### Work request 1
Which date ranges, each running from one month and year to another, does the article on the economic downturn mention?
### Work request 2
Reproduce the article on the economic downturn from "So how can we" to "the 10% mark.", word for word.

### Source text
== Segment start ==
By Paul Waadevig
Senior Consultant, Unified Communications
Frost & Sullivan
March 2009
I've noticed that none of the pundits know what to call the economic downturn we are in. Most call it a recession, not wanting to be an alarmist by using the 'D' word, but a few are bold enough to come right out and say it's a depression. However, even these mavericks will put in the caveat that they mean "depression" with a small 'd' and not The Great Depression.
So how can we tell the difference between a recession and a depression? A good rule of thumb for determining the difference is to look at the changes in GNP. A depression is any economic downturn where real GDP declines by more than 10 percent. A recession is an economic downturn that is less severe. By this yardstick, the last depression in the United States was from May 1937 to June 1938, where real GDP declined by 18.2 percent that combined August 1929 to March 1933 decline of 33% to form what we now remember as "The Great Depression." By contrast, worst recession in the post-WWII years was from November 1973 to March 1975, where real GDP fell by 4.9 percent - until now. In Q4 2008, real GDP was down 6.2% and, depending on overall trends in 2009, could easily eclipse the 10% mark.
However we want to define the current economic downturn, one thing is clear: just like the 1930s, and even the early 1970s when cars went from massive to tiny, this will be a game changer for how business is conducted around the world. The most obvious change in the U.S. is that Wall Street investment baking is gone with little chance that we will see it again in a lifetime. However, aside from the massive fallout in financials, the changes are becoming more wide ranging in areas such as corporate travel.
== Segment end ==
### Provided data
== Segment start ==
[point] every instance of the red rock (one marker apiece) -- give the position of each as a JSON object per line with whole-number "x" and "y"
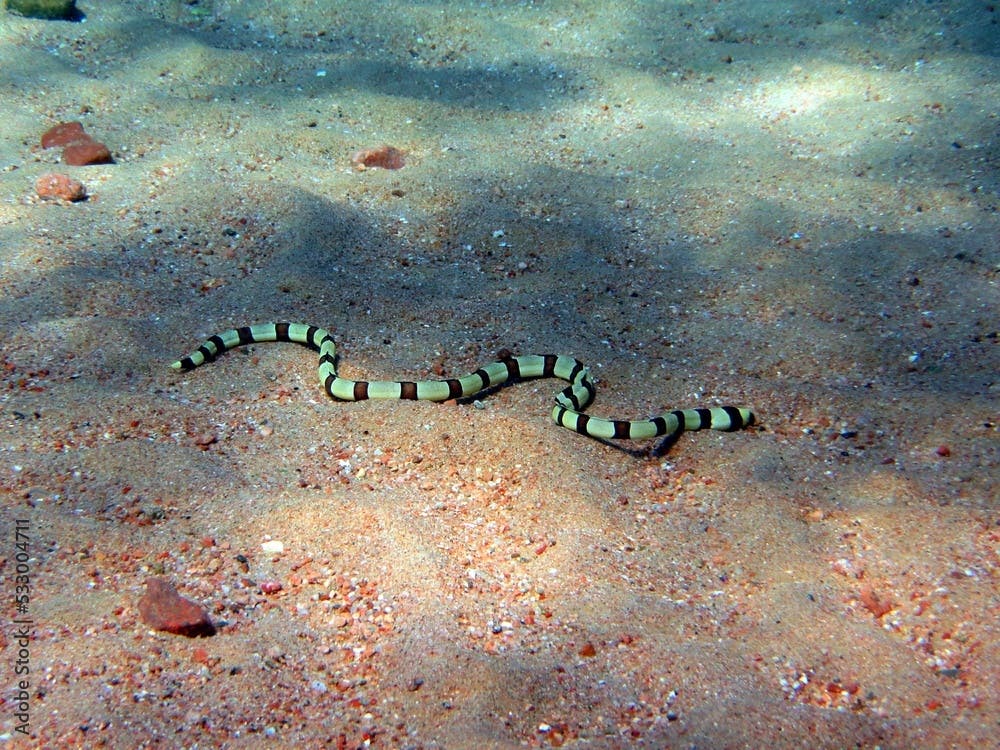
== Segment end ==
### Answer section 1
- May 1937 to June 1938
- August 1929 to March 1933
- November 1973 to March 1975

### Answer section 2
So how can we tell the difference between a recession and a depression? A good rule of thumb for determining the difference is to look at the changes in GNP. A depression is any economic downturn where real GDP declines by more than 10 percent. A recession is an economic downturn that is less severe. By this yardstick, the last depression in the United States was from May 1937 to June 1938, where real GDP declined by 18.2 percent that combined August 1929 to March 1933 decline of 33% to form what we now remember as "The Great Depression." By contrast, worst recession in the post-WWII years was from November 1973 to March 1975, where real GDP fell by 4.9 percent - until now. In Q4 2008, real GDP was down 6.2% and, depending on overall trends in 2009, could easily eclipse the 10% mark.